DIRECTIONS — Keep to one stretch of the data below, the lines from the one with "Target: arcade archway" up to and including the one with "Target: dark stone masonry", and return that stretch exactly.

PROVIDED DATA —
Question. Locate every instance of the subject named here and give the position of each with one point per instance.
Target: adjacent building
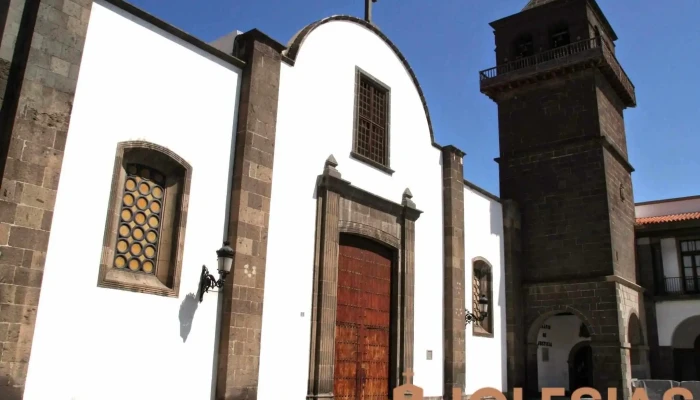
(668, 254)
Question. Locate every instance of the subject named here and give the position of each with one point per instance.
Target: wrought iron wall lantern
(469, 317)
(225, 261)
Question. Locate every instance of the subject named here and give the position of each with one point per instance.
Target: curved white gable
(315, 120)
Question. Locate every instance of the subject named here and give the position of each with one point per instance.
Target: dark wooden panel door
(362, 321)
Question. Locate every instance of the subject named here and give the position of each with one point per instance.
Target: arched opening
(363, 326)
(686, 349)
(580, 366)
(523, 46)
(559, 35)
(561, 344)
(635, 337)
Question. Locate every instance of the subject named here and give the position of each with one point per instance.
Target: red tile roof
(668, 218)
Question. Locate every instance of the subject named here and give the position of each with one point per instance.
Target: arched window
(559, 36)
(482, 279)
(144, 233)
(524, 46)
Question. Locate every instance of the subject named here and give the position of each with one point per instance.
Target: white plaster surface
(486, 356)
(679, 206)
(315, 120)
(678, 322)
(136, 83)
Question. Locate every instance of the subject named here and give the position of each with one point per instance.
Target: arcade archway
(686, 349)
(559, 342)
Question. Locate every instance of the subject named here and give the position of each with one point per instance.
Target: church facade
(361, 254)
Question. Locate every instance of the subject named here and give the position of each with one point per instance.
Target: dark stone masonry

--

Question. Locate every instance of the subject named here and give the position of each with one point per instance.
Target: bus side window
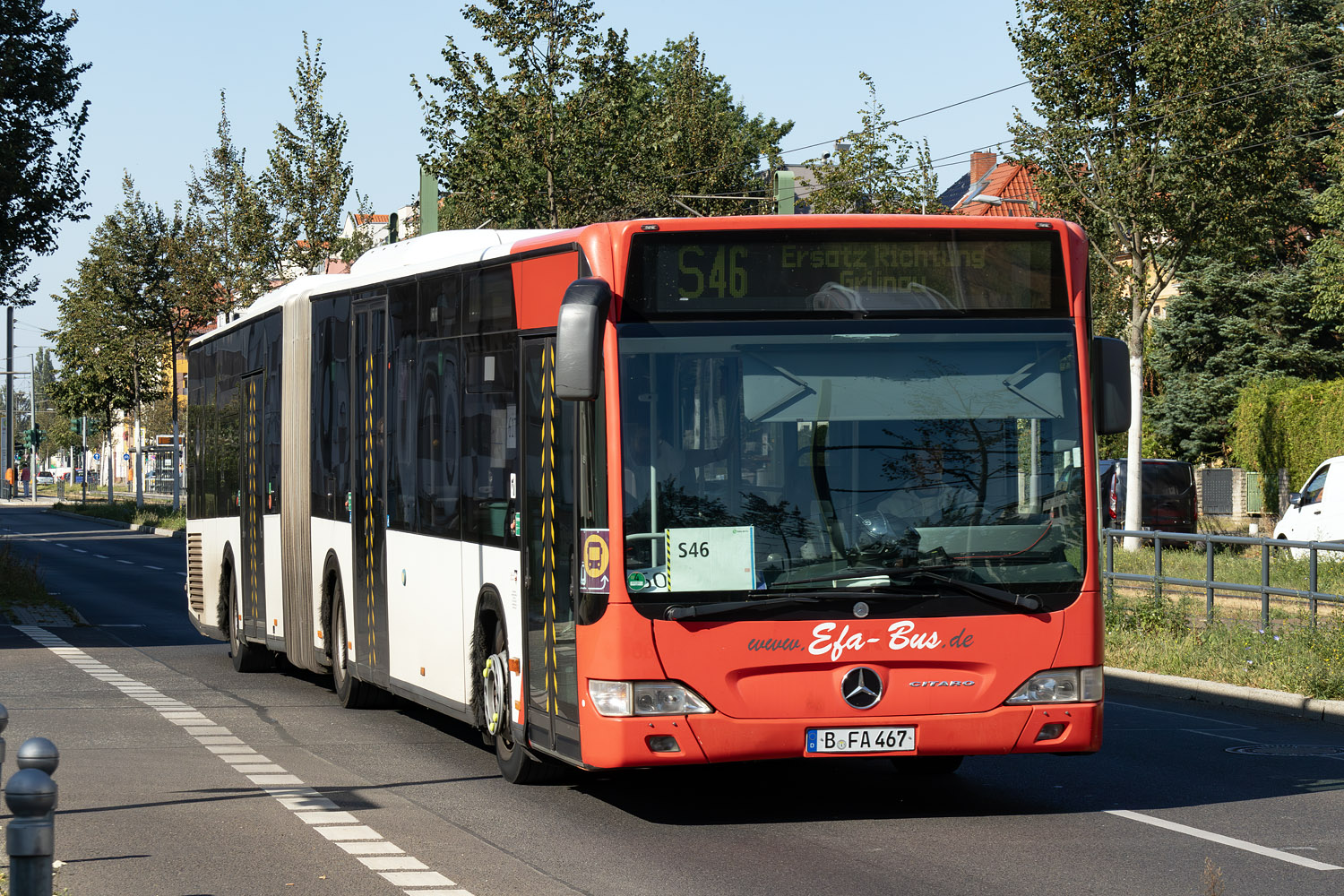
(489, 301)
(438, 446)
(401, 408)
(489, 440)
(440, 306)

TASK SOLUTION —
Target: arcade archway
(686, 349)
(559, 342)
Question. Locate every instance of the subject named here and give the position of each with one point per instance.
Target: church facade
(361, 254)
Question. Locate every instance of the subject named here and give the position of each with one point per instance.
Target: dark stone masonry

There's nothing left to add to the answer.